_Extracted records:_
___

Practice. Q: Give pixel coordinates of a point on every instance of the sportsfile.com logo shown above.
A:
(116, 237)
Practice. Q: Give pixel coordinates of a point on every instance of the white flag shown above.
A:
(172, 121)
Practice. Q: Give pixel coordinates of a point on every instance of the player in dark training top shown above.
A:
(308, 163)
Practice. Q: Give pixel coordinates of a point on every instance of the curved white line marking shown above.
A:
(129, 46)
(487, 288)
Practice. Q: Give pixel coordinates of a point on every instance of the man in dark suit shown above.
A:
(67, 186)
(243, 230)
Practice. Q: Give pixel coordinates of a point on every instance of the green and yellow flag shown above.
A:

___

From the first line to the last, output the records word for word.

_SOLUTION TO THIS PROBLEM:_
Practice. Q: Give pixel coordinates of a point on every instance of the sportsfile.com logo shown above.
A:
(116, 237)
Practice. Q: Give pixel coordinates of a point on every instance of the white flag shown above.
A:
(172, 121)
Practice. Q: Give pixel coordinates of a point on every instance of the player in dark training top shown above.
A:
(308, 163)
Practice. Q: Give pixel coordinates of a point on every instance of the curved white line marking shown above.
A:
(129, 46)
(487, 288)
Practice. Q: Give pixel coordinates of a point on every instance of the man in dark suit shown above.
A:
(67, 186)
(243, 230)
Practice. Q: Give pixel coordinates of a point on every instance of the green and yellow flag shown above.
A:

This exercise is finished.